START INPUT DATA
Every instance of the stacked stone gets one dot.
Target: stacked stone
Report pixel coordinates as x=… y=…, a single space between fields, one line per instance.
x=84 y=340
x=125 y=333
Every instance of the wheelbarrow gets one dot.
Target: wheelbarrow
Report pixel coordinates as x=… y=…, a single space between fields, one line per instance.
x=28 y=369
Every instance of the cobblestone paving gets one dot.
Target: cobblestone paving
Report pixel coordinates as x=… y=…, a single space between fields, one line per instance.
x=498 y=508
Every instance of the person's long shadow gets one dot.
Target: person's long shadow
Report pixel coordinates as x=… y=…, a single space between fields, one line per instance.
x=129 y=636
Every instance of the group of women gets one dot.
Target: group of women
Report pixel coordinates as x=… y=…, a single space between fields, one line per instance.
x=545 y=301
END INPUT DATA
EXERCISE REQUIREMENTS - Could you copy out all of the records above exactly?

EXERCISE ANSWER -
Every instance of the stacked stone gets one dot.
Target: stacked stone
Report pixel coordinates as x=… y=…, a single space between fields, one line per instance.
x=84 y=340
x=125 y=333
Every instance of the wheelbarrow gets one dot.
Target: wheelbarrow
Report pixel coordinates as x=… y=…, a single space between fields, one line per instance.
x=28 y=369
Every instance of the cobblestone paving gets one dot.
Target: cobblestone paving
Report pixel coordinates as x=… y=…, a single space between fields, one line per instance.
x=498 y=508
Every instance of the person's long shadow gets one dot.
Target: person's long shadow
Report pixel coordinates as x=… y=…, a single space between fields, one line per instance.
x=129 y=636
Every instance of the group of women gets one dot.
Target: group of women
Report pixel coordinates as x=… y=…, a single space between fields, one line per instance.
x=545 y=301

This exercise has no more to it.